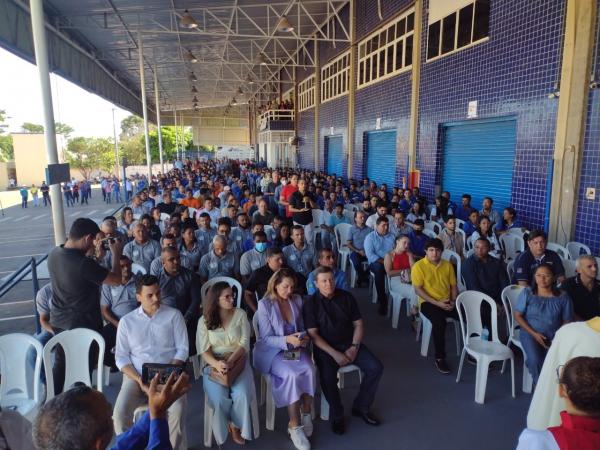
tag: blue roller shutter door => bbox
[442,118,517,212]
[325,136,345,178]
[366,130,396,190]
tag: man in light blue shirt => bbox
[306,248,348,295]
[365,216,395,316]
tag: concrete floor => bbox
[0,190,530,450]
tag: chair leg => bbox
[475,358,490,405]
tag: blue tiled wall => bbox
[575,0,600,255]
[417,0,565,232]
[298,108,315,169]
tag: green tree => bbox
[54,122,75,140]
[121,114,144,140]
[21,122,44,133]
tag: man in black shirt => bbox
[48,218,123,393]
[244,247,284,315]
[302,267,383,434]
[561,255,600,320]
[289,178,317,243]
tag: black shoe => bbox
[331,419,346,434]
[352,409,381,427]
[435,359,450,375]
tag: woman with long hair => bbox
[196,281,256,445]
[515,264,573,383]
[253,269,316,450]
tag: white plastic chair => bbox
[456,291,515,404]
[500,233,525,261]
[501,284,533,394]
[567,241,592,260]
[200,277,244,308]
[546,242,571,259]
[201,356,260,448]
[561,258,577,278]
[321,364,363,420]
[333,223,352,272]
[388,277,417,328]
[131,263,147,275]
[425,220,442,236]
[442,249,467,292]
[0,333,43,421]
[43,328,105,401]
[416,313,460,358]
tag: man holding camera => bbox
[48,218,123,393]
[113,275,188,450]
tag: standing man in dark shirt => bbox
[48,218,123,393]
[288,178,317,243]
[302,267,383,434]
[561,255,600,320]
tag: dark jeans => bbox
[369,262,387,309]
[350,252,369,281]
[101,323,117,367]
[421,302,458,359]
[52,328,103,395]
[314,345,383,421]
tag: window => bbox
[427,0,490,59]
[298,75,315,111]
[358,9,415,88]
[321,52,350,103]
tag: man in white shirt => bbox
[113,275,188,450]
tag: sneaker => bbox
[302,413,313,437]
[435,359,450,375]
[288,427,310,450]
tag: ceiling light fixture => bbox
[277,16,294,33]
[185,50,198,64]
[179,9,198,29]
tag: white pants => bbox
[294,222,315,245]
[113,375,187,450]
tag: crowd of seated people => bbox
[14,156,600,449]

# # # #

__Stated problem__.
Repeat every one of the items above line for line, leaving out the pictures.

__Task result__.
tag: blue roller shutter door => bbox
[442,118,517,212]
[325,136,345,178]
[366,130,396,190]
tag: man in light blue shirt => bbox
[306,248,348,295]
[365,216,395,316]
tag: concrete floor => bbox
[0,190,530,450]
tag: chair leg => bbox
[475,358,490,405]
tag: blue tiled wall => bbox
[575,0,600,255]
[417,0,565,232]
[298,108,315,169]
tag: green tree => bbox
[54,122,75,140]
[121,114,144,140]
[21,122,44,133]
tag: man in black shirt => bbox
[48,218,123,393]
[244,247,284,315]
[302,267,383,434]
[561,255,600,320]
[289,178,317,243]
tag: black shoe => bbox
[331,419,346,434]
[352,409,381,427]
[435,359,450,375]
tag: woman with long hair => bbox
[196,281,256,445]
[515,264,573,383]
[253,269,316,450]
tag: white plastic chair => bbox
[456,291,515,404]
[500,233,525,261]
[501,284,533,394]
[567,241,592,260]
[200,277,244,308]
[546,242,571,259]
[201,356,260,448]
[561,258,577,278]
[321,364,363,420]
[333,223,352,272]
[388,277,417,328]
[131,263,147,275]
[425,220,442,236]
[442,249,467,292]
[0,333,43,421]
[43,328,105,401]
[416,313,460,358]
tag: man holding camera => bbox
[48,218,123,393]
[113,275,188,450]
tag: standing man in dark shirt => bbox
[48,218,123,393]
[288,178,317,243]
[302,267,383,434]
[561,255,600,320]
tag: dark jeans => bbox
[369,262,387,309]
[350,252,369,281]
[101,323,117,367]
[421,302,458,359]
[52,328,103,395]
[314,345,383,421]
tag: window => bbox
[427,0,490,59]
[298,75,315,111]
[358,9,415,88]
[321,52,350,103]
tag: man in white shirt => bbox
[113,275,188,450]
tag: sneaker => bbox
[302,413,313,437]
[435,359,450,375]
[288,427,310,450]
tag: ceiling light fixture => bbox
[277,16,294,33]
[185,50,198,64]
[179,9,198,29]
tag: white pants => bbox
[294,222,315,245]
[113,375,187,450]
tag: crowd of seated people => bbox
[14,156,600,449]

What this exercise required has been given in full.